* _Photo-based referring expression data_:
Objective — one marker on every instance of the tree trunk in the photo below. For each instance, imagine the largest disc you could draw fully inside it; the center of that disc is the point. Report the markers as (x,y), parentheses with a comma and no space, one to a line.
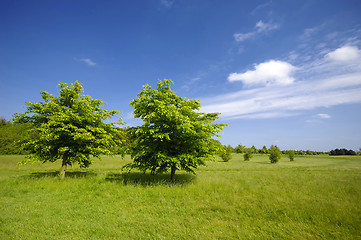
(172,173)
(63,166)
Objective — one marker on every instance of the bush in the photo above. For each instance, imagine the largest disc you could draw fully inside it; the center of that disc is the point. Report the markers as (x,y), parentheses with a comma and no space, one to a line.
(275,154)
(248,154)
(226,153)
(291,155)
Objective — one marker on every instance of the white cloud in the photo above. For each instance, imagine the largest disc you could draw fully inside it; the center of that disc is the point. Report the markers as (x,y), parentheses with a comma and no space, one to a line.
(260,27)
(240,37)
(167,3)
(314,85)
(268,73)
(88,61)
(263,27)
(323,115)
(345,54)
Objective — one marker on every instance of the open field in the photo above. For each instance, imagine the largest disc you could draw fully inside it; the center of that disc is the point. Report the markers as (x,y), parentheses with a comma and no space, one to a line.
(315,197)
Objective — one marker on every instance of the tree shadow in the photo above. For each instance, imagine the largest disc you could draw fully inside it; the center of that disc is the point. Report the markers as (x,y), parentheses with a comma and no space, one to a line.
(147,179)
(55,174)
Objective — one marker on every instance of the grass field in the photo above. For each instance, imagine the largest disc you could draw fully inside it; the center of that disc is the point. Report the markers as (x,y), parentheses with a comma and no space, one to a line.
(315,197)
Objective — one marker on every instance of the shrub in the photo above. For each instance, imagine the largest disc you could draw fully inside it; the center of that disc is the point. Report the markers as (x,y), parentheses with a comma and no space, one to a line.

* _What to produce_: Reproduce each line above precisely, with no pictures.

* _Exercise solution_:
Objective — one marker on every instance of the tree trunk in the photo below. For each instance, imagine the largest disc you could draw fully inside it; the center of that disc is the point. Report the markers as (x,y), parentheses with a comma and no space, one to a line.
(172,173)
(63,166)
Objective — one marker on every instance of the bush in the photo above. For each instance, imagine the largest disc you could draw fully inside it; the center of that disc is the point. Report the markers as (x,y), parentheses with a comma and no space, one to a line.
(275,154)
(248,154)
(226,153)
(291,155)
Objective — one marker on every instance of the white cloud in the photo above. For each instance, imagine the largest disc you could draw fully inside it; the center of that disc is the point. Report the markers as (x,y), parentheses with a comma and no space, one to a line.
(260,27)
(240,37)
(167,3)
(314,85)
(268,73)
(88,61)
(263,27)
(323,115)
(345,54)
Objective — one marker on every instance of the open field in the photo above. For each instance, imagine the largest disc you could draw fully inside it; the center of that disc is the point. Report the markers as (x,y), parentheses with a comma and no space, one to a line.
(315,197)
Objective — one marker on every instance of the tree shadow in the photo above. For each instance, imagine the largest disc you could draw fully inside it; the center of that disc is the point. Report the markers as (x,y), parentheses with a comma and no space, one to a line.
(147,179)
(55,174)
Objective — one marker on every instance of the grass field in the photo above. For each instance, imagine the largest disc you could draw fully inside it; the center of that disc is the point. Report the markers as (x,y), parentheses with a comma and no space, one to a line.
(315,197)
Objective — one marker on every instance of the shrub in the photo above. For each instance, imagine the largest disc you could draw fully inside it; the center of that disc is the point. Report the markers as (x,y), parentheses with a comma and no space, one to a line.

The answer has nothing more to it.